Located on Detroit’s west side, at the junction of the Grand Trunk and Michigan Central railroads, Michigan Car Co. was formed in 1864 by John Newberry and James McMillan. They weren’t the city’s first to build railroad cars — Detroit Car and Manufacturing Co. had started up in 1853 — but both men had railroad experience, family connections, and good timing. In 1865, Congressional Republicans, freed of Southern Democrats’ opposition during the Civil War, raised tariffs that served to cut imports from England and Germany. What’s more, westward expansion was driving new demand. 

Michigan Car Co. built boxcars and flatbeds, hoppers for ore and coal, tankers for oil, and, beginning in 1866, refrigerated cars (the latter was the brainchild of Detroiter William Davis). The manufacturing process started with iron wheels and axles set in trucks, or bogies, upon which carpenters would frame and painters would paint up to 40 cars per day. Production in 1890 reached some 10,000 cars. 

Vertical integration was a necessity, so the partners launched Detroit Car Wheel Co., making 425 wheels and 150 tons of castings daily, while Detroit Baugh Steam Forge Co. provided axles, wrought iron, and other forgings such as links and pins. Taking it further, Detroit Pipe and Foundry Co. made 20,000 tons of pipe for the St. Clair Tunnel, which allowed trains to run beneath the river between Port Huron and Sarnia, Ontario.

Detroit in History and Commerce reported in 1891 that, “The aggregate output of the four abovementioned companies would be close to $6 million per annum, and the total number of men employed would be about 3,000.” 

Yet there was room for upstarts. Charles Freer and Frank Hecker, veterans of the Eel River Railroad in Logansport, Ind., came to Detroit and started Peninsular Car Co. on Jan. 1, 1880. The operation covered 40 acres on the north side of Ferry Street in today’s Midtown district, with 1,500 employees building 9,000 cars annually. The production was valued at $4 million.

+---+

Problem statement ▸
According to the passage on Detroit's railroad car makers, who founded Peninsular Car Co.? The listing below was taken from a separate source.

Information supplied ▸
+---+

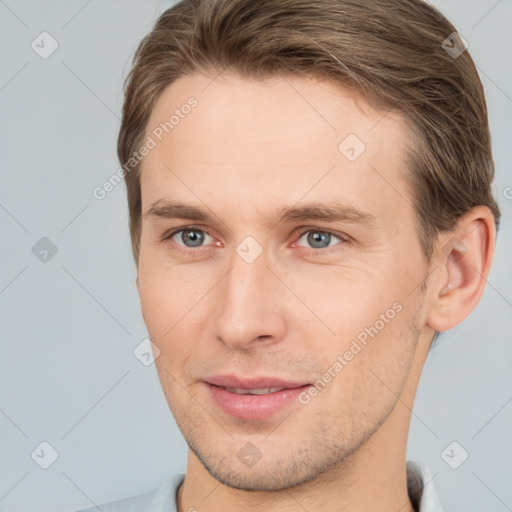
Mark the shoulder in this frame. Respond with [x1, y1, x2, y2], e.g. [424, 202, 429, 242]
[407, 460, 444, 512]
[74, 474, 185, 512]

+---+

Full solution ▸
Charles Freer and Frank Hecker.